▶ [Document section]
........

Watches and clocks for the Chinese market
I cannot believe that 11 years have passed since I wrote this article about watches made for the Chinese market for the Wall Street Journal – tempus really does fugit.
The article was a pleasure to write because it touches on the importance of religion and culture to the history of timepieces – all subjects that interest me.
By now many of the prices mentioned are out of date but the other facts are still relevant.
Watches And Clocks For The Chinese Market
In 1601, during reign of the Chinese Emperor Wanli there appeared at court in Beijing an extraordinary visitor. His name was Matteo Ricci, a tall, bearded Italian Jesuit, dressed in the black silk robes of a Chinese scholar and able to converse with the emperor’s courtiers in perfect Mandarin.
Ricci presented the emperor with a caravan’s worth of gifts: paintings revealing European perspective techniques, a clavichord, hourglasses, glass prisms, maps and Western scientific texts in Chinese.
But the gifts that caused Ricci’s hosts to gasp with wonder, because China had no equivalents, were two ornate mechanical clocks that the chimed the hours.
Ricci’s arrival at court sparked a long and passionate love affair between the Chinese and western clocks and pocket watches. The affair begins with the zeal to spread a religion and encompasses tales of cross border commercial co-operation and rivalry, changing consumer tastes, and the triumph of a business model based on market research and lower wages.

........

▶ [Recorded data]
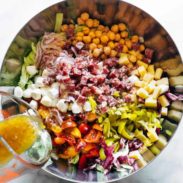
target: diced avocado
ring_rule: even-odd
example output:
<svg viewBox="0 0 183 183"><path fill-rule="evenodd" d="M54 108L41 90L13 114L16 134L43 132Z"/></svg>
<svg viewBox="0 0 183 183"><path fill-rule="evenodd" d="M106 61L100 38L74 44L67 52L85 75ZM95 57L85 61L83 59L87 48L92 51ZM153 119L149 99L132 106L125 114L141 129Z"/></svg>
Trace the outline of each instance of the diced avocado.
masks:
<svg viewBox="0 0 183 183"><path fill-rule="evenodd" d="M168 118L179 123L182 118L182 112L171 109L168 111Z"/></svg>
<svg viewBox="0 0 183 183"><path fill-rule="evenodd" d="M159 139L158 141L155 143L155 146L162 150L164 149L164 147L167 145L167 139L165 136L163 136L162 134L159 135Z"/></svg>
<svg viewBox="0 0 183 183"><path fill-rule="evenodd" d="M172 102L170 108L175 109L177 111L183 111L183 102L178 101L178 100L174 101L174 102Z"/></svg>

........

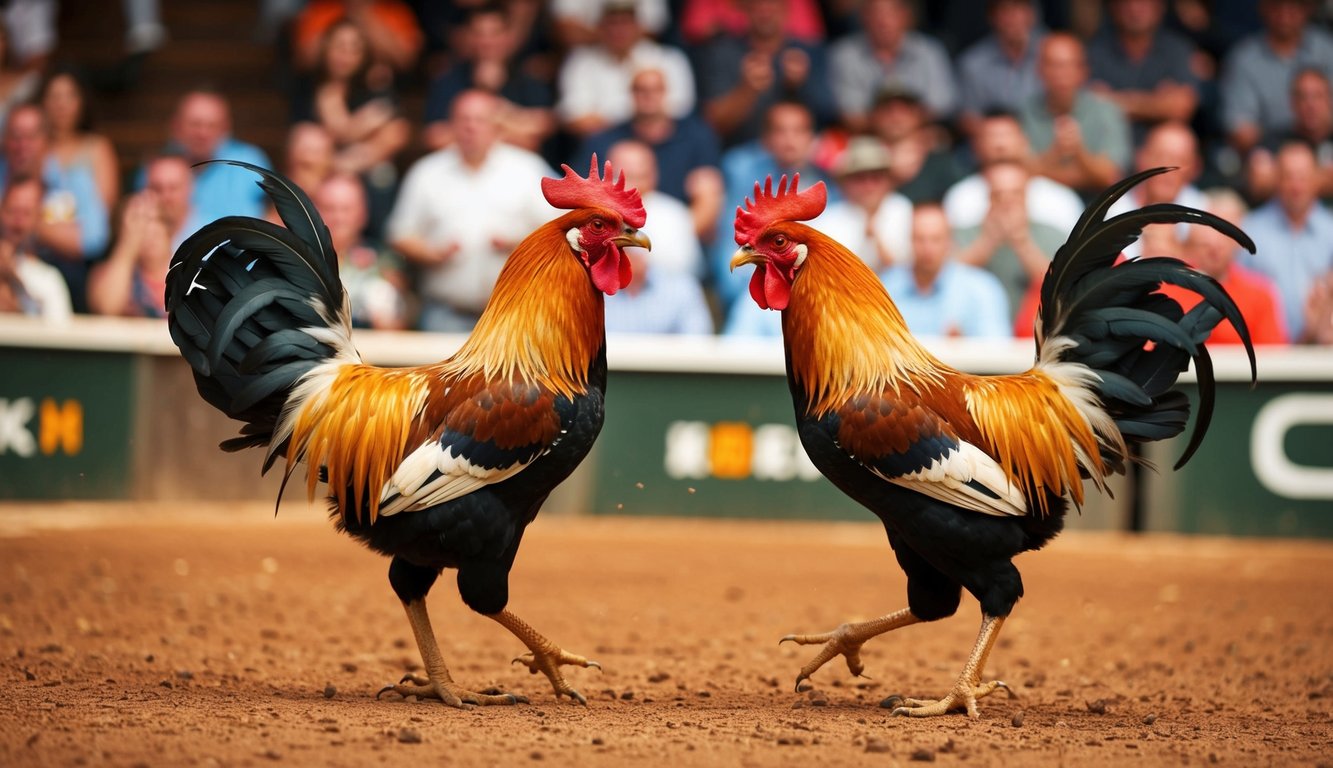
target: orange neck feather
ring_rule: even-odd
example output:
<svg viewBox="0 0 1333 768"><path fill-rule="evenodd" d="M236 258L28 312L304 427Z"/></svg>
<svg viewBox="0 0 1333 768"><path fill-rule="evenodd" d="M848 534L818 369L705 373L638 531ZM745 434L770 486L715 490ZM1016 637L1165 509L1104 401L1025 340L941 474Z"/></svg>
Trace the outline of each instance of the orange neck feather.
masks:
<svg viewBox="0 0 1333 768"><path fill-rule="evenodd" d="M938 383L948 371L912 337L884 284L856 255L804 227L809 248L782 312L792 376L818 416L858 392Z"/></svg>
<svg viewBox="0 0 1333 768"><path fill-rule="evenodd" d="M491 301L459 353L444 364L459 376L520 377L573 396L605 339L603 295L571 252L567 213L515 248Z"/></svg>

........

▶ [The tasks]
1. In the article on watches and clocks for the Chinese market, in what year did Matteo Ricci appear at the court in Beijing?
2. Extend the article on watches and clocks for the Chinese market, starting right after its final sentence.

▶ [Answers in order]
1. 1601

2.
The story continues but with a twist on the usual globalisation paradigm. Today, when so much of what we buy bears the words, ‘Made In China’, dealers, auctioneers, collectors and curators scour the world for clocks and watches which were: Made for the Chinese Market. And, just as the growing affluence of the Chinese is affecting the price for oil, the growing number of Chinese collectors is accelerating interest in these highly prized clocks and watches.
Ricci hoped to do more than dazzle the Emperor; employing a ‘top down’ strategy he wanted to convert the Chinese elite to Roman Catholicism believing the rest of the population would follow. Only moderately successful as a missionary, Ricci succeeded in turning Wanli, his successors and the upper crust of Chinese society into avid lovers of European clocks and watches.
According to Professor Catherine Pagani of the University of Alabama, author of Eastern Magnificence and European Ingenuity: Clocks of Late Imperial China, by 1725 the emperors owned thousands of clocks and watches and nearly all of them, rang out every hour on the hour. Several emperors, like true lovers, wrote poems celebrating the attributes of their beloved, ‘self-sounding bells’ or zimingzhong in Chinese. And, throughout the eighteenth century, watches and clocks were depicted in paintings of court figures and mentioned in novels.
On the phone from her office in Alabama, Pagani explains that while China was rich and powerful, its own timekeeping was based on low-tech water clocks. “Still”, she says, “the emperors weren’t thinking, ‘Now that I have these western clocks I can call my meetings on time.’ It wasn’t about timekeeping it was about status and power and control of an exotic, imported, advanced technology.”
The watches and clocks the emperors and others doted on during the 18th century had several distinguishing characteristics and the most surprising one is their country of origin: England. Brendon Thomas, a director and horological expert at specialist auction house Antiquorum explains: “At that time, the English occupied the same position in the world that the Swiss do now: they were the undisputed masters of watchmaking. The Chinese appreciated English workmanship above anything else. England was the centre of refinement, as far as the Chinese were concerned, and the finest watches and clocks in the world were made there.”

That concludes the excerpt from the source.